EXERCISE DETAILS:
Print out the material that follows word for word.

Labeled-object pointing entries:
##############################
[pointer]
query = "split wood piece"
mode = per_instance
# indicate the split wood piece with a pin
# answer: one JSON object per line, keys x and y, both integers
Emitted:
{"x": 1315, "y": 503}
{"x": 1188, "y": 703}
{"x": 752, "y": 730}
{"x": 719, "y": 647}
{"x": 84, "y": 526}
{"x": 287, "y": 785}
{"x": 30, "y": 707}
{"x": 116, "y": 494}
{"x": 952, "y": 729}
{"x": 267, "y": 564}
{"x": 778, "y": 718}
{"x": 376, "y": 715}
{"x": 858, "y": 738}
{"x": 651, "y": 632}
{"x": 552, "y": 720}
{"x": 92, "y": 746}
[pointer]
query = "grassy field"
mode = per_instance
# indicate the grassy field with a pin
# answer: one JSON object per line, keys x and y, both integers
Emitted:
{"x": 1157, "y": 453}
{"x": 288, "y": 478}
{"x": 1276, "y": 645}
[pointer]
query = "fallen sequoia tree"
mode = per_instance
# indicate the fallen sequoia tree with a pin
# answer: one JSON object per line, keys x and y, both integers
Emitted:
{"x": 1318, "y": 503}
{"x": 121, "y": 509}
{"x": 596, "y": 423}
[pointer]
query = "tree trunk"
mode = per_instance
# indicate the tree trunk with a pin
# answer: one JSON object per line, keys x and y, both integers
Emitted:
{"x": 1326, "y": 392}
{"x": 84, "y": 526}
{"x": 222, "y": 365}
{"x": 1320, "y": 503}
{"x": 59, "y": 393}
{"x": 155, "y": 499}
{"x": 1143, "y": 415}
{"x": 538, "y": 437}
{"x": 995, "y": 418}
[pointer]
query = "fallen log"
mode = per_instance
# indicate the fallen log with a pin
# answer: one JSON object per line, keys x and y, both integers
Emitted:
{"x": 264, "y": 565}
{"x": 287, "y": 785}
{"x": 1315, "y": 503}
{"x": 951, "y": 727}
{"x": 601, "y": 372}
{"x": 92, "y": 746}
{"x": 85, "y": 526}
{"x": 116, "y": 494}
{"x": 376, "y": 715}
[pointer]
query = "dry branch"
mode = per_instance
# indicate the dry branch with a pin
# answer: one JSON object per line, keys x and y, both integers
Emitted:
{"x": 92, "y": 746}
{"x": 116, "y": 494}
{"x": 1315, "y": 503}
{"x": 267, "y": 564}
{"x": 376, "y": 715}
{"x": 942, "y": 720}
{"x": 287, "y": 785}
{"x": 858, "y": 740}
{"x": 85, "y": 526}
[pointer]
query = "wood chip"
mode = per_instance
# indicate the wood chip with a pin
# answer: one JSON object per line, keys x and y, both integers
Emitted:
##############################
EXERCISE OUTPUT:
[pointer]
query = "split wood piece"
mode = per_instance
# indicate the split wood piece with a pin
# answer: one JSON object per line, keys x and y, both integers
Emitted:
{"x": 1315, "y": 503}
{"x": 1188, "y": 703}
{"x": 752, "y": 730}
{"x": 719, "y": 647}
{"x": 84, "y": 526}
{"x": 287, "y": 785}
{"x": 30, "y": 707}
{"x": 116, "y": 494}
{"x": 952, "y": 729}
{"x": 267, "y": 564}
{"x": 778, "y": 718}
{"x": 376, "y": 715}
{"x": 858, "y": 738}
{"x": 651, "y": 632}
{"x": 552, "y": 720}
{"x": 92, "y": 746}
[pointer]
query = "grassy field"
mode = per_instance
# indicate the grassy field with a pin
# answer: one JSON object per line, keys x and y, both integers
Emitted:
{"x": 1157, "y": 453}
{"x": 288, "y": 478}
{"x": 1276, "y": 645}
[pointer]
query = "fallen sequoia tree"
mode = per_instance
# indicate the fallen sequoia tree with a pin
# answer: one JSON object per line, keys x and y, both integers
Emitted:
{"x": 1318, "y": 503}
{"x": 121, "y": 509}
{"x": 596, "y": 423}
[pointer]
query = "tree trunk"
mode = per_instance
# indicate the tree trunk with a pin
# answer: one JSON object per line, keys x and y, both integers
Emitted:
{"x": 1326, "y": 392}
{"x": 84, "y": 526}
{"x": 222, "y": 365}
{"x": 1320, "y": 503}
{"x": 59, "y": 393}
{"x": 155, "y": 499}
{"x": 1143, "y": 415}
{"x": 538, "y": 437}
{"x": 995, "y": 418}
[pointer]
query = "fallen log"
mode = per_instance
# indicate the fallen log with a pin
# answer: one JSON object per line, keys x and y, both integers
Emitted:
{"x": 264, "y": 565}
{"x": 287, "y": 785}
{"x": 1315, "y": 503}
{"x": 951, "y": 727}
{"x": 601, "y": 372}
{"x": 92, "y": 746}
{"x": 85, "y": 526}
{"x": 116, "y": 494}
{"x": 376, "y": 715}
[pointer]
query = "dry branch"
mode = per_instance
# indicate the dry branch with a pin
# answer: one JSON object per line, keys x and y, both integers
Emitted:
{"x": 92, "y": 746}
{"x": 116, "y": 494}
{"x": 1315, "y": 503}
{"x": 267, "y": 564}
{"x": 376, "y": 715}
{"x": 942, "y": 720}
{"x": 287, "y": 785}
{"x": 858, "y": 740}
{"x": 85, "y": 526}
[pointer]
query = "wood chip"
mode = per_instance
# indicate the wood chip with a pin
# answer: one JSON object per line, keys x and y, both integers
Emitted:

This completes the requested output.